Dabei sind die ersten Schritte getan. So hat das Forum Netztechnik/Netzbetrieb beim Verband der Elektrotechnik Elektronik Informationstechnik (VDE FNN) im Januar 2025 Anschlussregeln für Ladesäulen zum bidirektionalen Laden sowie den dazugehörigen Netz- und Anlagenschutz veröffentlicht. Hier ist festgelegt, dass die Ladesäulen den Anschlussbedingungen ans Niederspannungsnetz (VDE-AR-N 4105) entsprechen und die Anbieter dies entsprechend zertifizieren lassen müssen. Es ist auch festgelegt, dass der Netz- und Anlagenschutz in der Ladesäule integriert werden muss und nicht im Auto. Damit wären auf der Anschlussseite die ersten Hürden genommen.

Auch die neuen und vereinfachten Regelungen für den Betrieb von Stromspeichern im Energiewirtschaftsgesetz schließen explizit die mobilen Speicher ein. „Damit kann man in Deutschland rein rechtlich auch vor dem Zähler am Versorgungsnetz bidirektional laden“, sagt Marcus Fendt. „Allerdings besteht in Deutschland im Vergleich zu den stationären Speichern ein Unterschied: Die Betreiber müssen doppelte Netzentgelte bezahlen. Bei 13 Cent Netzentgelt pro Kilowattstunde ist kein wirtschaftliches Geschäftsmodell mehr möglich“, kritisiert Fendt.

Frankreich ist Vorreiter

Tatsächlich gilt laut Energiewirtschaftsgesetz (EnWG) der Strom als verbraucht, wenn er durch die Ladesäule in den Akku eines Elektroautos fließt. Wird der Strom aus dem Akku durch die Ladesäule ins Netz eingespeist, wird er energiewirtschaftsrechtlich als neu produziert angesehen, was abermals die Zahlung von Netzentgelten begründet.

Dass es auch anders geht, hat The Mobility House zusammen mit Renault und Mobilize Power in Frankreich gezeigt. Dort läuft schon seit vergangenem Jahr ein Projekt, bei dem die Besitzer:innen eines batterieelektrischen Renault 5 und eines Renault Alpine A290 mit der passenden AC-Ladestation Power Box von Verso und einem dazugehörigen Energievertrag von Mobilize Power bidirektional laden.

--- GELESENES ANWENDEN ---
(a) Warum müssen Betreiber laut dem Text zum bidirektionalen Laden doppelte Netzentgelte zahlen? Erkläre es in ein bis drei Sätzen.
(b) Führe den Text zum bidirektionalen Laden nach seinem letzten Satz mit einigen Sätzen weiter.

--- GEZEIGTE DATEN ---
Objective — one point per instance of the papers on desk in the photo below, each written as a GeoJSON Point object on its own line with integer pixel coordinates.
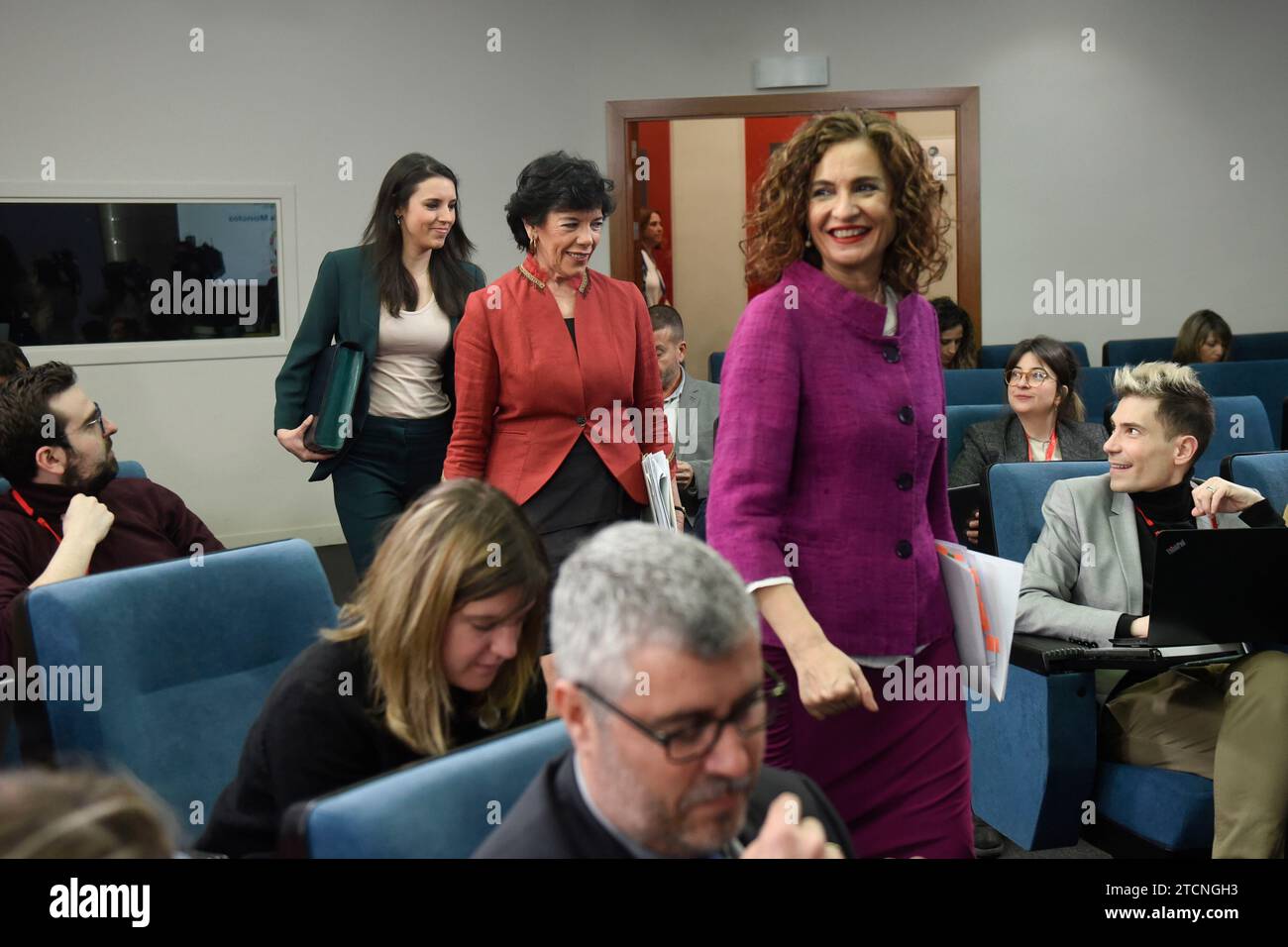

--- GELÖSTE AUFGABEN ---
(a) Nach dem Energiewirtschaftsgesetz gilt der Strom als verbraucht, sobald er über die Ladesäule in den Akku des Elektroautos fließt. Wird er später aus dem Akku über die Ladesäule ins Netz eingespeist, gilt er rechtlich als neu produziert. Deshalb werden erneut Netzentgelte fällig.

(b)
The Mobility House fasst die Fahrzeugspeicher zusammen und vermarktet sie als Flexibilität. „Die Besitzer der Autos bekommen elf Cent für jede Stunde, die das Fahrzeug an der Ladestation und damit am Netz angeschlossen ist“, sagt Marcus Fendt. Das klingt zunächst wenig. Doch in der Summe über das gesamte Jahr hinweg kommt so viel zusammen, dass die Autofahrer:innen nicht nur kostenlos laden können, sondern am Ende sogar noch etwa 50 Euro Gewinn machen.

Wenn der Kunde uns mitteilt, wann er wegfahren will, und uns den minimalen Lade­zustand angibt, den er braucht, können wir das Auto am Energiemarkt anbieten.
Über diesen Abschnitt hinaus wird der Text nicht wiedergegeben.